* _DIRECTIONS_:
Copy every line from the one containing "Target: row of trees" through the end of the records, without changing anything.

Coordinate labeling records:
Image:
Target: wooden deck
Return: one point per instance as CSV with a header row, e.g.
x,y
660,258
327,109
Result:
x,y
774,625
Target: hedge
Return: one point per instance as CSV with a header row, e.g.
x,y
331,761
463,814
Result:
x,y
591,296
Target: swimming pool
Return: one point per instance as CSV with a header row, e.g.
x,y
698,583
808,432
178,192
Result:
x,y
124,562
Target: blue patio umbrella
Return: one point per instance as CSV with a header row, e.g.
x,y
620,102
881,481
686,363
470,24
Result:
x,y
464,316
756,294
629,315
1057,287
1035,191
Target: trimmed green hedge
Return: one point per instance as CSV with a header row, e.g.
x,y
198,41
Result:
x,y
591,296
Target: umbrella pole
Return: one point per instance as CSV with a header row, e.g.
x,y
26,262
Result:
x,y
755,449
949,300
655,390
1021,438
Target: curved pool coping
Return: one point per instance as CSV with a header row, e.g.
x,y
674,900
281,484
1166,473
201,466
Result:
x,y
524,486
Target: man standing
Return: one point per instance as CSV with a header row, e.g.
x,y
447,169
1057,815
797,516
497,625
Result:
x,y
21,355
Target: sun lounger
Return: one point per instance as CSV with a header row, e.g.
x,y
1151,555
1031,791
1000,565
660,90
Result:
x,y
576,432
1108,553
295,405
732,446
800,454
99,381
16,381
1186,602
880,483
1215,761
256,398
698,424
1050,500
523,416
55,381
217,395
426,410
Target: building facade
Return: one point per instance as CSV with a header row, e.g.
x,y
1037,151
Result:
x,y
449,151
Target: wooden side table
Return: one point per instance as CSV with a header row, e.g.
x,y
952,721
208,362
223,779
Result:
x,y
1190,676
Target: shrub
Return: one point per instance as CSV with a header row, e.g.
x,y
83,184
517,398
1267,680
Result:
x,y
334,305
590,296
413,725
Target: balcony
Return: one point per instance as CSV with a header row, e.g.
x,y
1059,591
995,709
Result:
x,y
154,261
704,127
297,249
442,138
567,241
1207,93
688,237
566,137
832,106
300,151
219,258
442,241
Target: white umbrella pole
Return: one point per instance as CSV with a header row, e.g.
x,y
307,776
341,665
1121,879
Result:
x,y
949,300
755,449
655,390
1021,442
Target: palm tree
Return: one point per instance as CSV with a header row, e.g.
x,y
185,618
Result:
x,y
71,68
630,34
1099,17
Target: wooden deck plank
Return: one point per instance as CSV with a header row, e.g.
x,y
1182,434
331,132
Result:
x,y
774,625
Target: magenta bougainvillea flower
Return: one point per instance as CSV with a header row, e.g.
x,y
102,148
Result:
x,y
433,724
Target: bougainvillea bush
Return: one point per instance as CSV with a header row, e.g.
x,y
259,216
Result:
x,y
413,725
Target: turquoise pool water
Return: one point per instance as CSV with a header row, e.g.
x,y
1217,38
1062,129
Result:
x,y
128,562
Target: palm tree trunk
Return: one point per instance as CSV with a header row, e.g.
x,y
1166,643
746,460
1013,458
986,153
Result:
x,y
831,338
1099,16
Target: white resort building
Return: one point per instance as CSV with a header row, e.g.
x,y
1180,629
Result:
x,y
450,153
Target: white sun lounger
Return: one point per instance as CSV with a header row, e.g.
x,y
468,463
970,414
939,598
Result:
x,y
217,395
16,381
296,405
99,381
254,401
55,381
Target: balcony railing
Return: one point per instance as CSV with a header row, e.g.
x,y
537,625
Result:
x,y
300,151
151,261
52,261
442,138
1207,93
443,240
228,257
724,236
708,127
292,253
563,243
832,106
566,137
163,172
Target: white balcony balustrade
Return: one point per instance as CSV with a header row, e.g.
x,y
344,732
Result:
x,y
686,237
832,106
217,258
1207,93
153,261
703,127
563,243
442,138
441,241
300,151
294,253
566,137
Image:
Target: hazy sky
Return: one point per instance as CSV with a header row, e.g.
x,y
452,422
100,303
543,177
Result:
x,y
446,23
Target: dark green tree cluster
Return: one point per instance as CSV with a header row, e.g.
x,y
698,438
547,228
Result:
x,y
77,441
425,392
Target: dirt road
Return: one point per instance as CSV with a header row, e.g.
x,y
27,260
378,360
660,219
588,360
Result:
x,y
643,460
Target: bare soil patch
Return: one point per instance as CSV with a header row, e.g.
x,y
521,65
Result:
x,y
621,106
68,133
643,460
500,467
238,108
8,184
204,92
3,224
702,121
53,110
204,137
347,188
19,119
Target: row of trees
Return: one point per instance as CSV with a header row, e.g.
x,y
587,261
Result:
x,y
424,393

* _WRITTEN SOLUTION_:
Target: row of trees
Return: one point per instance as CSV with a header row, e.g.
x,y
587,261
Result:
x,y
424,393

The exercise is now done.